What you need to do ▸ Without the pictures, give every record again exactly.

━━━━━━━━━━━━━━━━━━━━

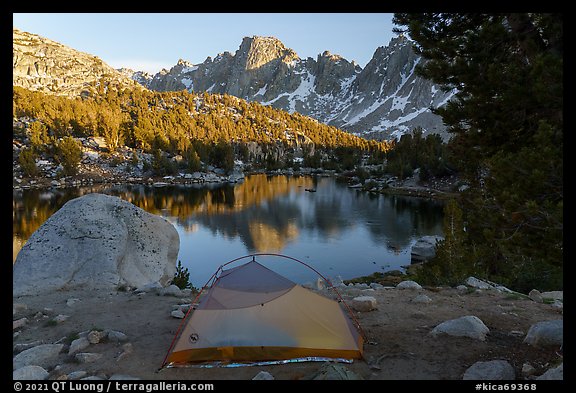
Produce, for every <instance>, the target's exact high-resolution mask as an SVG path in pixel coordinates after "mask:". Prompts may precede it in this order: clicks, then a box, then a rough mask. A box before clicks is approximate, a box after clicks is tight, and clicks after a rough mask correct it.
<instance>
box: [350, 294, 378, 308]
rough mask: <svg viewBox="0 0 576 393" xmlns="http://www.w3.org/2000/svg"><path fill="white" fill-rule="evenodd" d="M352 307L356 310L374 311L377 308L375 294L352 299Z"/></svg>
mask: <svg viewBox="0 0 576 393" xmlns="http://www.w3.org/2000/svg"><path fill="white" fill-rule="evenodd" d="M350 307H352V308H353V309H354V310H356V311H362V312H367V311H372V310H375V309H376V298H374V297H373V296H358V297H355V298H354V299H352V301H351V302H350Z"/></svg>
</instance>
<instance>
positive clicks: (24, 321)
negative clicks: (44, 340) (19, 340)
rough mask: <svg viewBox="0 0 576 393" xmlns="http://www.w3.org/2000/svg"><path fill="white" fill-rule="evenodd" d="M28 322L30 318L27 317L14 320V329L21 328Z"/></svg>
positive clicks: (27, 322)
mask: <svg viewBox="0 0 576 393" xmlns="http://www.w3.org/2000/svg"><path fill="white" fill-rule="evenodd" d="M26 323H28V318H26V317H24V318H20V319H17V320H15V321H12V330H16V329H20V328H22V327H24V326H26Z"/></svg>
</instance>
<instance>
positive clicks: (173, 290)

━━━━━━━━━━━━━━━━━━━━

Task answer ▸
Produce, for every <instance>, the target's exact high-resolution mask as an SVG path in pixel coordinates after "mask:". Prompts may precede it in this order: clicks, then a box, then a rough mask. A box before clicks is approximate, a box after clicks is tight, and clicks after a rough mask correct it.
<instance>
box: [350, 294, 378, 308]
rough mask: <svg viewBox="0 0 576 393" xmlns="http://www.w3.org/2000/svg"><path fill="white" fill-rule="evenodd" d="M352 307L356 310L374 311L377 308L375 294L352 299Z"/></svg>
mask: <svg viewBox="0 0 576 393" xmlns="http://www.w3.org/2000/svg"><path fill="white" fill-rule="evenodd" d="M350 307H352V308H353V309H354V310H356V311H362V312H367V311H372V310H375V309H376V298H374V297H373V296H358V297H355V298H354V299H352V301H351V302H350Z"/></svg>
</instance>
<instance>
positive clicks: (24, 321)
negative clicks: (44, 340) (19, 340)
rough mask: <svg viewBox="0 0 576 393" xmlns="http://www.w3.org/2000/svg"><path fill="white" fill-rule="evenodd" d="M28 322L30 318L27 317L14 320V329L21 328Z"/></svg>
positive clicks: (27, 322)
mask: <svg viewBox="0 0 576 393" xmlns="http://www.w3.org/2000/svg"><path fill="white" fill-rule="evenodd" d="M26 323H28V318H26V317H24V318H20V319H17V320H15V321H12V330H16V329H20V328H22V327H24V326H26Z"/></svg>
</instance>
<instance>
positive clicks: (173, 290)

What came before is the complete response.